* _Task directions_
Transcribe the passage of the article on finding frequent elements in an array, starting at "Frequent Element Finder" and ending at "its textbook form.".

* _Extract_
-*-
Frequent Element Finder
You are ten minutes into a Google phone screen when the interviewer asks, "Given an integer array, find all elements that appear more than n/3 times. Can you do it in constant space?" The hash map approach springs to mind immediately, but constant space? That requires a different tool entirely. This problem, a favorite at Adobe, Google, and Atlassian, tests whether you can extend the classic Boyer-Moore Voting Algorithm beyond its textbook form.
TL;DR
Use the extended Boyer-Moore Voting Algorithm with two candidates and two counters. In the first pass, track two potential majority elements by adopting new candidates when a counter hits zero and decrementing both counters when the current element matches neither candidate. In the second pass, count actual occurrences of each candidate and return those exceeding the n/3 threshold. This runs in O(n) time and O(1) space.
-*-
* _Stored rows_
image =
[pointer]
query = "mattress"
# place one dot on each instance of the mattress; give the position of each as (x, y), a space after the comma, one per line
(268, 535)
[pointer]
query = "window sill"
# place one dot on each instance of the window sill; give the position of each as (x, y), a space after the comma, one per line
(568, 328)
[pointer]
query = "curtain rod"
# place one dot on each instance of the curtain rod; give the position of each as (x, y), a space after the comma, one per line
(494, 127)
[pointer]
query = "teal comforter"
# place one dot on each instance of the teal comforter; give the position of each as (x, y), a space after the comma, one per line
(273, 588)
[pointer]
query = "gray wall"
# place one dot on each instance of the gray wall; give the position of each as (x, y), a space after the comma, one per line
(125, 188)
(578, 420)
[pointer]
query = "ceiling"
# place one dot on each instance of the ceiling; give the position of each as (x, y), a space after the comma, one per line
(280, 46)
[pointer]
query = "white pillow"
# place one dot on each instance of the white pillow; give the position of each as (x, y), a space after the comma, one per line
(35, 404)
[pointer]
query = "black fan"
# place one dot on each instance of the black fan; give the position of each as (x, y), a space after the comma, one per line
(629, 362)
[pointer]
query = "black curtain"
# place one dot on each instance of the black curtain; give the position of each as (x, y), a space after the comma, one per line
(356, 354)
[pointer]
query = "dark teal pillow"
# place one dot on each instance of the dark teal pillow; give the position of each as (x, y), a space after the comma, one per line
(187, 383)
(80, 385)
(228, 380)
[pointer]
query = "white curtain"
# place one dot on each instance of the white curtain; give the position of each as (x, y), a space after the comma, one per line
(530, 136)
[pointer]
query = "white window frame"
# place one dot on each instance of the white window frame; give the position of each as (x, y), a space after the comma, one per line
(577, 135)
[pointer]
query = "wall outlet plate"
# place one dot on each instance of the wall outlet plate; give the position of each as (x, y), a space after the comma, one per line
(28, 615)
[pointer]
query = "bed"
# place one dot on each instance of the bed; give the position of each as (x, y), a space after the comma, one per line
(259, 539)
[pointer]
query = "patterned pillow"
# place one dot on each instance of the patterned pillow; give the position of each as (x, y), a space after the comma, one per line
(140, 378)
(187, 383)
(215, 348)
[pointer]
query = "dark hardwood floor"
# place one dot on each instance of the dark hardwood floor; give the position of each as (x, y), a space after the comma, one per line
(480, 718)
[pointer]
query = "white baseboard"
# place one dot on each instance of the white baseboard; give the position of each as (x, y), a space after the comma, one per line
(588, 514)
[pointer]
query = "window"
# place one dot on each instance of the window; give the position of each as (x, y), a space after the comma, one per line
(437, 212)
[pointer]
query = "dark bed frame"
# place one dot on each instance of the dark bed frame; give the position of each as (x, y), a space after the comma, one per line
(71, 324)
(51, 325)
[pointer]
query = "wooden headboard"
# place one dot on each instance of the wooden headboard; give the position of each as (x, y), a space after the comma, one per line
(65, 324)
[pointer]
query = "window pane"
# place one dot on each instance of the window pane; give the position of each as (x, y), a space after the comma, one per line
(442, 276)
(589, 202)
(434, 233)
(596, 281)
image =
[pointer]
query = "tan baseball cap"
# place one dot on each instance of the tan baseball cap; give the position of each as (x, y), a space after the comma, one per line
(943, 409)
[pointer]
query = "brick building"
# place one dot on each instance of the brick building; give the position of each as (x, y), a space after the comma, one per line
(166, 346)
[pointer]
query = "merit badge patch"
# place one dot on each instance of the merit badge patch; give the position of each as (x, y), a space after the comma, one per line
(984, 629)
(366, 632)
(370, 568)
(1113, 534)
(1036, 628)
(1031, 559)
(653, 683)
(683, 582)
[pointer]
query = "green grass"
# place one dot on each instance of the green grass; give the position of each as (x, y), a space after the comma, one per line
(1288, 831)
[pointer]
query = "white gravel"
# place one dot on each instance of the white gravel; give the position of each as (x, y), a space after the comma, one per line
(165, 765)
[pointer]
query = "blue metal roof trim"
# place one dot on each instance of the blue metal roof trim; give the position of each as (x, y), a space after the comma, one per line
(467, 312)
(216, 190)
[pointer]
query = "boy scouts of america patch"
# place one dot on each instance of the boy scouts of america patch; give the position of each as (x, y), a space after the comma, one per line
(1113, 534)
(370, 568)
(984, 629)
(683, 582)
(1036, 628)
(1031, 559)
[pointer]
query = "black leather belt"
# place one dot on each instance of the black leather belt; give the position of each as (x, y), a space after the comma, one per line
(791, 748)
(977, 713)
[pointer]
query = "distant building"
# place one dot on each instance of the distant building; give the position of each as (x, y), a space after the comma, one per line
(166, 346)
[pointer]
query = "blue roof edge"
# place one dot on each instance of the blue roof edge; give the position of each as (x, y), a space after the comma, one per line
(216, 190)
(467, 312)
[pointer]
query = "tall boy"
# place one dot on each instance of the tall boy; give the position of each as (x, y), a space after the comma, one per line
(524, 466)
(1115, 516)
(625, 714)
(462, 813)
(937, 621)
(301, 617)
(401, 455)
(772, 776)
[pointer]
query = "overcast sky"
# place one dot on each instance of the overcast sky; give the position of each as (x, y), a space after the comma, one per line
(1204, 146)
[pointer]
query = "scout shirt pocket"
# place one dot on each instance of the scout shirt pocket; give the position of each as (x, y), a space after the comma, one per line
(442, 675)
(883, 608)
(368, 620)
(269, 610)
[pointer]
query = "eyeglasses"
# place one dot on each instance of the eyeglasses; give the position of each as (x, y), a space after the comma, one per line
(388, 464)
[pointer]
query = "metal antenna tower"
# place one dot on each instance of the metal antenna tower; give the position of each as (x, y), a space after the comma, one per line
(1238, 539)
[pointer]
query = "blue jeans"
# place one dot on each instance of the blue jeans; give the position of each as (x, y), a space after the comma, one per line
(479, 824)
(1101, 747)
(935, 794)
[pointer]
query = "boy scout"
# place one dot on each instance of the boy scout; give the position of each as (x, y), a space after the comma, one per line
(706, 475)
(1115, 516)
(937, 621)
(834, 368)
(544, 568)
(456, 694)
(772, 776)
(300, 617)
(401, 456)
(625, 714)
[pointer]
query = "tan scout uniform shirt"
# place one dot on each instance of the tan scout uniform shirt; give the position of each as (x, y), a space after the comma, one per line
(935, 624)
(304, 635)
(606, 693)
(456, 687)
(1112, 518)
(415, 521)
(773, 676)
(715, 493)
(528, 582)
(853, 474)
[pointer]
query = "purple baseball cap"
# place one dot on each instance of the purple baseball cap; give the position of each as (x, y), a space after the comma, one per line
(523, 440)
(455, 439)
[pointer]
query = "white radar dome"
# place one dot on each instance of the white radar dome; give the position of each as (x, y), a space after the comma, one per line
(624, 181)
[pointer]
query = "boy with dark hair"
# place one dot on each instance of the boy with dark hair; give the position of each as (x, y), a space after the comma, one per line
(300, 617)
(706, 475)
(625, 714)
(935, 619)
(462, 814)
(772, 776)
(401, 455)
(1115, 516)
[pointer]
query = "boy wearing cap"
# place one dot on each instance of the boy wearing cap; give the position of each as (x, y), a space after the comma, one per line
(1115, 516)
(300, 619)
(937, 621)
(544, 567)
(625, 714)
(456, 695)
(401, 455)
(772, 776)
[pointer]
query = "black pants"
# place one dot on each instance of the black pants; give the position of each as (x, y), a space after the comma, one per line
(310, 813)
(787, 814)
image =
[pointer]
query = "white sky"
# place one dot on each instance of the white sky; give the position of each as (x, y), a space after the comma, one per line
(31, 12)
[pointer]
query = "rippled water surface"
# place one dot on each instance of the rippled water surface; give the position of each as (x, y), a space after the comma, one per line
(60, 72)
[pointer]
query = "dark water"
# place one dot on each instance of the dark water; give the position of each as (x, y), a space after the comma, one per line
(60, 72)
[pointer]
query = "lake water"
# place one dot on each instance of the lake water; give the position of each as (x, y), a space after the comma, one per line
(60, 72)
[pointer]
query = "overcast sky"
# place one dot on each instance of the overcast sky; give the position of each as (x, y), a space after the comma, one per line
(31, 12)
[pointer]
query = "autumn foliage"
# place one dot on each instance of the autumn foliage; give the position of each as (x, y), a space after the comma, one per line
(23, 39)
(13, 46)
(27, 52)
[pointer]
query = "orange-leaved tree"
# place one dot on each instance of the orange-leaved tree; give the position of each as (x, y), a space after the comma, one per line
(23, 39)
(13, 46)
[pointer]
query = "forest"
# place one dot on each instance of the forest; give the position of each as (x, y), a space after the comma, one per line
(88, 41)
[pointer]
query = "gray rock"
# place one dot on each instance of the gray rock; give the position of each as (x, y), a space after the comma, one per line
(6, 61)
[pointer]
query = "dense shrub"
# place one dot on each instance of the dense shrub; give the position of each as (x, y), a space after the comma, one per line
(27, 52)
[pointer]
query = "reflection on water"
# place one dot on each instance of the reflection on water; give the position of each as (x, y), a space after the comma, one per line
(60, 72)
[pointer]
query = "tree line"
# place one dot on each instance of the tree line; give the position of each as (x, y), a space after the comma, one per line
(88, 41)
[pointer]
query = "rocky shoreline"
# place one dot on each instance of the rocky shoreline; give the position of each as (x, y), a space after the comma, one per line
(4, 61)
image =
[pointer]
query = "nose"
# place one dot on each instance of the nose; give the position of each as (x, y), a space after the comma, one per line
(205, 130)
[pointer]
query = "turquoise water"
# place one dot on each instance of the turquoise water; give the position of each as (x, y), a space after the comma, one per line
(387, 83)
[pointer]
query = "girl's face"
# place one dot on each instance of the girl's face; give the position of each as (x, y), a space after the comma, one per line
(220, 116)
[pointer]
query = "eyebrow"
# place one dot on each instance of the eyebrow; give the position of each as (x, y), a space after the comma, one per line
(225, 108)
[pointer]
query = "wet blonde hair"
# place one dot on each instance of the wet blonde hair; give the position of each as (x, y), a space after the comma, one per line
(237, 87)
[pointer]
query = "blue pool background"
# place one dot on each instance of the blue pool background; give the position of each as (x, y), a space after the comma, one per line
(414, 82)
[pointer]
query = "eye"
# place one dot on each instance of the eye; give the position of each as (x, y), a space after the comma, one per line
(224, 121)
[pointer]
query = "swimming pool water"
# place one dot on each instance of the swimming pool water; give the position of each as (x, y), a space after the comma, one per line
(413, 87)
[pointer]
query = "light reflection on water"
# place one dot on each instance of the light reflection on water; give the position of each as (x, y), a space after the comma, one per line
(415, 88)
-*-
* _Result of the task_
Frequent Element Finder
You are ten minutes into a Google phone screen when the interviewer asks, "Given an integer array, find all elements that appear more than n/3 times. Can you do it in constant space?" The hash map approach springs to mind immediately, but constant space? That requires a different tool entirely. This problem, a favorite at Adobe, Google, and Atlassian, tests whether you can extend the classic Boyer-Moore Voting Algorithm beyond its textbook form.